- **GIVEN PASSAGE**:
※ ※ ※
Chestnut v. Ford Motor Company, 14844.

Decision Date13 July 1971
Docket NumberNo. 14844.,14844.
Citation445 F.2d 967
PartiesGrady Paul CHESTNUT, Appellant, v. FORD MOTOR COMPANY, Appellee.
CourtU.S. Court of Appeals — Fourth Circuit

Emanuel Emroch, Richmond, Va. (Emroch, Cowan & Kauffman, and Frank N. Cowan, and Herman Abady, Richmond, Va., on brief), for appellant.

Aubrey R. Bowles, III, Richmond, Va. (Aubrey R. Bowles, Jr., and Bowles & Boyd, Richmond, Va., on brief), for appellee.

Before BOREMAN, BRYAN, and CRAVEN, Circuit Judges.

CRAVEN, Circuit Judge:

This is a products liability case involving a 1967 Mercury Cougar automobile manufactured by the Ford Motor Company. The plaintiff, Grady Paul Chestnut, is a 28-year-old career soldier who purchased the car, while home on leave from Vietnam, from the Daniel Motor Company in Craigsville, Virginia, a few hours prior to noon on August 12, 1967. At approximately 1 a. m. on August 13, 1967, less than 24 hours after the purchase, Chestnut was driving his new car on a mountain road five or six miles from his parents' home in Neola, West Virginia. The automobile left the road and crashed into a ravine. As a result of the accident, Grady Chestnut was paralyzed from the neck down. Louise Rider, the only other passenger in the automobile at the time of the accident, also received injuries.

Chestnut filed a complaint in the United States District Court for the Eastern District of Virginia charging the Ford Motor Company and the Daniel Motor Company with liability for his injuries. The 1967 Mercury Cougar was equipped with a headlight lid closure system. If the system is operating properly, turning off the headlights at the dashboard causes metal opaque lids to close over the headlights. Turning the headlights on causes the lids to retract allowing light projection. Plaintiff's theory of the cause of the accident is that the system was not operating properly — that the lids closed over the headlights while Grady Chestnut was driving and that he lost control of the automobile in the sudden darkness. The defendant's theory of the accident is that it was caused by driver error.

The complaint was predicated on a number of theories of liability including breach of warranty, negligence in design and manufacture, and strict liability in tort. The Daniel Motor Company was dismissed from the action during the trial on the plaintiff's motion and the action proceeded against the Ford Motor Company. At the close of the testimony, the district court submitted the case to the jury solely on the breach of warranty theory. The jury returned a verdict for Ford Motor Company. From the district court's ensuing judgment for the defendant Grady Chestnut appeals. We find a number of errors of sufficient magnitude to compel us to vacate the judgment and remand for a new trial.

I.
※ ※ ※
- **YOUR TASKS**:
1. In the court opinion, transcribe everything from "Chestnut filed a" down to "by driver error.".
2. Can you sum up the court opinion in two sentences?

- **RECORDS SHOWN**:
※ ※ ※
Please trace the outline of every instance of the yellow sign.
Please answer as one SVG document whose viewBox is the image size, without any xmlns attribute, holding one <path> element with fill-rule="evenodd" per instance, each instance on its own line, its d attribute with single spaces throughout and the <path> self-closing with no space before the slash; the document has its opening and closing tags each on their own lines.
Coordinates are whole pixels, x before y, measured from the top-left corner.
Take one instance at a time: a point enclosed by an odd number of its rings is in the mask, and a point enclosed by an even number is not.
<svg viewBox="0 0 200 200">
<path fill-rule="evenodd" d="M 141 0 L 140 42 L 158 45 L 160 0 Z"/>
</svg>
※ ※ ※
- **SOLUTIONS BY TASK**:
1.
Chestnut filed a complaint in the United States District Court for the Eastern District of Virginia charging the Ford Motor Company and the Daniel Motor Company with liability for his injuries. The 1967 Mercury Cougar was equipped with a headlight lid closure system. If the system is operating properly, turning off the headlights at the dashboard causes metal opaque lids to close over the headlights. Turning the headlights on causes the lids to retract allowing light projection. Plaintiff's theory of the cause of the accident is that the system was not operating properly — that the lids closed over the headlights while Grady Chestnut was driving and that he lost control of the automobile in the sudden darkness. The defendant's theory of the accident is that it was caused by driver error.

2. Grady Paul Chestnut was paralyzed from the neck down when the 1967 Mercury Cougar he had bought less than 24 hours earlier left a mountain road and crashed into a ravine. He sued Ford Motor Company, claiming the headlight lids closed while he was driving, and after the jury found for Ford on the breach of warranty theory alone, the appeals court found errors requiring it to vacate the judgment and remand for a new trial.